L’idea principale del primo Web (quello che chiamavamo uno punto zero, e che, diciamocelo, era il migliore sul piano della comunicazione) ruotava attorno a un’affermazione implicita: là fuori c’è un mondo da scoprire… Sottotesto: un mondo che vale la pena esplorare. Ci sono storici blogger che ancora amano “bloggare come nel 1999”, usando un’espressione del grande Dave Winer.

Oggi come oggi questo postulato si è ribaltato. Il Web non è più nelle mani di un ristretto numero di addetti ai lavori, per definizione (suvvia, è una definizione ovvia) intelligenti e creativi, ma nasconde frustrazioni, analfabetismo funzionale celato da profili falsi, BOT, oceani di cacciatori di like che sognano solo di rivendere l’account al primo potentato di turno, oppure agenzie di comunicazione che puntano solo a segmentare la società in due fazioni, quelli che mangiano carne rossa e non credono al cambiamento climatico, e quelli che inneggiano al gay pride e comprano auto elettriche.

Io per esempio mangio pochissima carne (ma la mangio), non sono un assiduo frequentatore dei gay pride ma ritengo che ciascuno abbia il sacrosanto diritto di essere omosessuale (anche se ritengo una stronzata inaudita il Wald Disney della woke culture), credo fermamente nel cambiamento climatico, ma non alle fandonie del mining Bitcoin come fonte di spreco energetico (anzi), e la lista potrebbe essere lunga. Il fatto è che a cambiare dovrebbe essere proprio il paradigma. La scienza è fatta di ragionamenti, non di tifoserie. Oggi invece si preferisce alimentare le seconde, più semplici per effettuare il divide et impera rispetto al popolo bue.

Con un interrogativo che lentamente prende piede: siamo al cospetto di una rappresentazione falsata del mondo, oppure di un mondo che si sta adeguando a questa sua deformata versione?

Inflazioni sociali

Il punto è che probabilmente valgono entrambe le interpretazioni, dettaglio che rende paradossalmente molto più conflittuale e ambiguo il quadro di riferimento. Una sorta di principio di indeterminazione applicato alla società, laddove per società intendiamo — giova ricordarlo — un novero di aventi diritto che per oltre il 50% hanno definitivamente rinunciato a esprimere la loro preferenza politica. Un caso? Pigrizia? Disillusione? Non credo proprio. Dietro l’evidente decadenza della politica ci sono dinamiche sociali molto precise, che riguardano un mondo passato dall’ordine al caos, dalla società dei ruoli e delle mansioni a quella del tutti contro tutti.

CONTENUTO DEL DATASET ▸
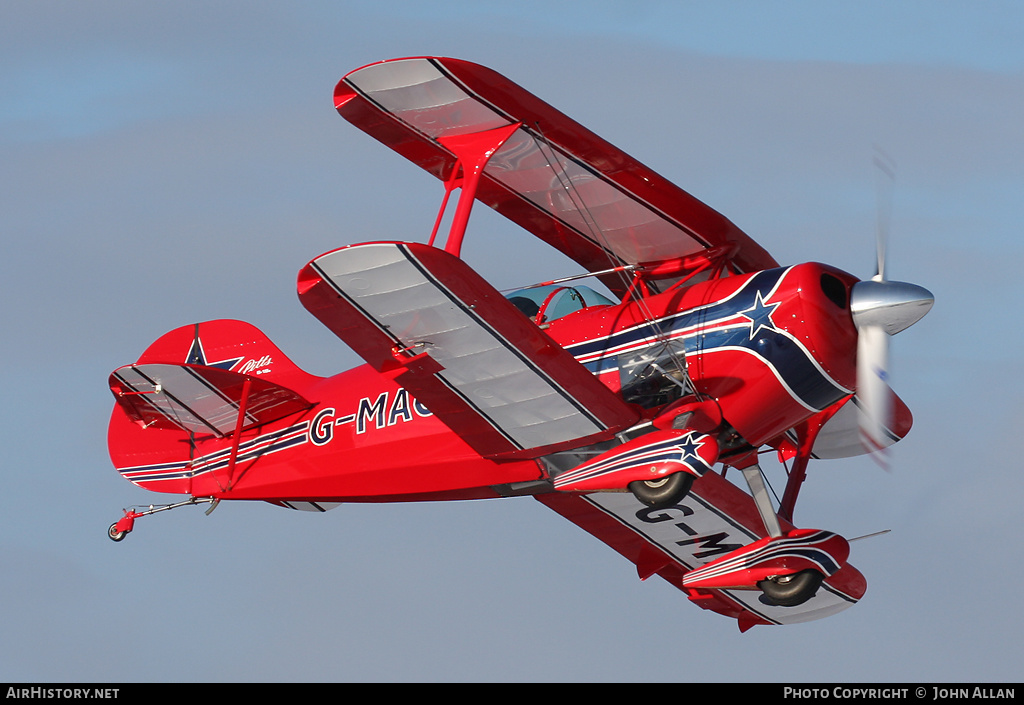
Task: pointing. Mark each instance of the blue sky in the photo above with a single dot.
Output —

COMPITI PROPOSTI ▸
a. Ripeti alla lettera il passo del testo sul Web che comincia con "Il punto è che" e prosegue fino a "tutti contro tutti." compreso.
b. Riprendi il testo sul Web dal punto in cui si ferma e continualo.

RISULTATI ATTESI ▸
a.
Il punto è che probabilmente valgono entrambe le interpretazioni, dettaglio che rende paradossalmente molto più conflittuale e ambiguo il quadro di riferimento. Una sorta di principio di indeterminazione applicato alla società, laddove per società intendiamo — giova ricordarlo — un novero di aventi diritto che per oltre il 50% hanno definitivamente rinunciato a esprimere la loro preferenza politica. Un caso? Pigrizia? Disillusione? Non credo proprio. Dietro l’evidente decadenza della politica ci sono dinamiche sociali molto precise, che riguardano un mondo passato dall’ordine al caos, dalla società dei ruoli e delle mansioni a quella del tutti contro tutti.

b.
Ebbene, se dovessi esprimere la cosa in due parole mi andrei a rifare alla teoria della scarsità alla base del valore dell’oro e di Bitcoin. Viviamo in un mondo dove tutti vogliono essere romanzieri di successo e nessuno vuole leggere libri, dove tutti vogliono essere ricchi sfondati schioccando un dito, e via discorrendo. Un mondo, cioè, fatto di oceani di persone che pretendono di essere moneta sonante, con l’unico effetto possibile: l’inflazione, la svalutazione, la perdita di potere d’acquisto; il contrario, mutatis mutandis, di quello che appunto accade con oro e Bitcoin, che sono asset finiti, limitati superiormente, a offerta fissa.

Lo capiamo, no? Se tutti vogliono fare gli intellettuali, non ci saranno di fatto più intellettuali. Se tutti vogliono dire la loro, non ci sarà più verità, oggettività, scienza… Non per niente abbiamo iniziato a parlare di una società della post verità.

Una via sensata per il Web contemporaneo

Vogliamo continuare a dare retta a odiatori seriali con la terza elementare? Vogliamo ancora ascoltare le teorie geopolitiche dell’idraulico e quelle virologiche dell’estetista? Se la risposta è negativa, allora dobbiamo trovare una nuova strada per l’utilizzo intelligente della Grande Rete, oggi affollata e più dannosa che utile.

La via, secondo me, deve necessariamente considerare un postulato…

Un Web che non connette nodi realmente esistenti nella realtà, operativi nella realtà stessa per creare valore, prima o poi si trasforma in una bolla autoreferenziale, buona sola per generare caos e disvalore.

Immediato corollario di quanto detto è che — a parte ovviamente la nicchia dei servizi erogabili direttamente in modalità infotelematica — il Web “buono” deve necessariamente porgere strutture in grado di connettersi efficacemente con uno o più territori fisici, veicolando l’incontro, la conoscenza, l’approfondimento in presenza.

Questo significa demonizzare i webinar Zoom e Google Meet? Assolutamente no, anzi. Lo strumento “da remoto” rimane non solo utile, ma fondamentale. Si tratta però di riferirlo a dinamiche che devono avvenire nel mondo reale. Meno opinioni, più fatti. Meno teorie, più pratiche. Meno avatar, più persone reali. La rete è uno strumento di connessione, non di auto-connessione del niente col niente.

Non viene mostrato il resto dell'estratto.